_DOCUMENT_
★ ★ ★ ★
Pékin Express : les constructeurs chinois à l’assaut de l’Europe

La fin programmée du moteur thermique en Europe rebat les cartes dans le secteur automobile. Les constructeurs chinois de véhicules électriques devraient sortir grand gagnants de cette course à l’électrification.

Le nom et le visage de Wang Chuanfu sont peu connus du plus grand nombre. Pourtant ce très discret entrepreneur chinois taille depuis des mois des croupières au très médiatique Elon Musk dans un des secteurs qui ont fait sa renommée : les véhicules électriques (VE). La marque qu’a fondé et dirige Chuanfu depuis 1995, BYB (pour Build Your Dreams), s’est hissée au terme du 1er semestre 2023, à la première place sur ce secteur d’activité devant l’emblématique Tesla (1,4 millions de ventes, très majoritairement en Chine, contre 900 000 pour la firme contrôlée par le patron de X et de Starlink). Nombre d’analystes prédisent que la firme chinoise, après avoir ravi le leadership mondial sur le créneau de la VE, devrait devenir le N°1 mondial, toute forme de motorisation confondue, d’ici quelques années, au regard du « grand remplacement » technologique programmé du moteur thermique par la propulsion électrique.

BYD fait figure de chef de file de la « nouvelle vague automobile » chinoise, en pole position sur les marchés prometteurs de la voiture électrique et de la mobilité innovante (conduite autonome, infrastructure informatique, gestion de données en temps réel, cartographie haute définition…), en partenariat avec les grands acteurs du numérique chinois (Baidu, Tencent, Ali Baba). Longtemps acteurs marginaux et moqués par les cadors historiques du secteur automobile (européens, américains puis japonais), ces constructeurs chinois (BYD, Geely, Great Wall, Chery, SAIC, Dongfeng…) semblent en passe de renverser la table et de tenir leur revanche. Ils apparaissent les mieux placés pour profiter de la fin du règne du moteur thermique, doublement remis en cause sur les plans énergétiques et environnementaux et condamné en Europe à céder la place à des solutions moins polluantes à l’horizon 2035.
★ ★ ★ ★
[Items du jeu de données d'annotation par points]
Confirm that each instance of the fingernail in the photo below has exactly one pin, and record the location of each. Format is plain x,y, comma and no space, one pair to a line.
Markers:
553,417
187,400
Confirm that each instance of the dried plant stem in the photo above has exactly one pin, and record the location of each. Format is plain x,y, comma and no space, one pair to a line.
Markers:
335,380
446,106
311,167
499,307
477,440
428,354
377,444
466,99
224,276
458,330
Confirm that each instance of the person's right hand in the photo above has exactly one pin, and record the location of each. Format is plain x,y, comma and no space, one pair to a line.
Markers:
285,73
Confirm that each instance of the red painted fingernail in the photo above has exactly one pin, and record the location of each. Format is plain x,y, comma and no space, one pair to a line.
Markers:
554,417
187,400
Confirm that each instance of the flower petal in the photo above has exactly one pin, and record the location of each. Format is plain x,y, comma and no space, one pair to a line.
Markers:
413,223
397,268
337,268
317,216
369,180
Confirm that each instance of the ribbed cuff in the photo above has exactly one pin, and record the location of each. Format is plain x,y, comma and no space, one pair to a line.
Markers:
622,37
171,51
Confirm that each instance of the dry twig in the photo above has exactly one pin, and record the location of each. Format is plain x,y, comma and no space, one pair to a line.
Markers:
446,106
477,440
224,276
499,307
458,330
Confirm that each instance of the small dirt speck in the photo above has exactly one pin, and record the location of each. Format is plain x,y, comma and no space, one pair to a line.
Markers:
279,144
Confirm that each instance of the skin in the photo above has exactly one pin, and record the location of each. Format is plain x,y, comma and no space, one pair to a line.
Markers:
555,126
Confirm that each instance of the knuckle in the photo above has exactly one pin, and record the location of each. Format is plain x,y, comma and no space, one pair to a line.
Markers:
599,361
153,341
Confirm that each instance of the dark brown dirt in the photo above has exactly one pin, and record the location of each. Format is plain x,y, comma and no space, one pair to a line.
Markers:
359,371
★ ★ ★ ★
_À FAIRE_
a. Les affirmations suivantes concordent-elles avec l'article sur les constructeurs automobiles chinois ? (i) Wang Chuanfu a fondé sa marque en 1995. (ii) Au 1er semestre 2023, Tesla a vendu plus de véhicules électriques que la firme chinoise de Wang Chuanfu. (iii) En Europe, le moteur thermique doit céder la place à l'horizon 2035. Répondez par oui ou non à chacune en citant les mots décisifs de l'article.
b. D'après l'article sur les constructeurs automobiles chinois, que répondre à ces questions ?
(i) Dans quel pays la firme de Wang Chuanfu a-t-elle réalisé la grande majorité de ses ventes au 1er semestre 2023 ?
(ii) Quels grands acteurs du numérique chinois sont cités comme partenaires ?
(iii) Quelles entreprises dirige le patron qui contrôle Tesla ?
c. Rédigez la suite de l'article sur les constructeurs automobiles chinois, à partir de sa dernière phrase.

_RÉPONSES PAR TÂCHE_
a.
(i) Oui : « La marque qu’a fondé et dirige Chuanfu depuis 1995 »
(ii) Non : « 1,4 millions de ventes, très majoritairement en Chine, contre 900 000 pour la firme contrôlée par le patron de X et de Starlink »
(iii) Oui : « condamné en Europe à céder la place à des solutions moins polluantes à l’horizon 2035 »

b.
(i) En Chine.
(ii) Baidu, Tencent et Ali Baba.
(iii) X et Starlink.

c.
Or, en matière de VE, la Chine dispose d’une large avance : en 2022, il s’y est vendu deux fois plus de véhicules 100% électriques qu’aux Etats-Unis, en Europe et au Japon réunis. Et le tarif d’un VE y est 33% moins cher qu’un thermique alors qu’en Europe le prix d’une électrique est supérieur en moyenne de plus d’un quart par rapport à un véhicule conventionnel. Une belle rampe de lancement pour s’imposer au-delà des frontières chinoises.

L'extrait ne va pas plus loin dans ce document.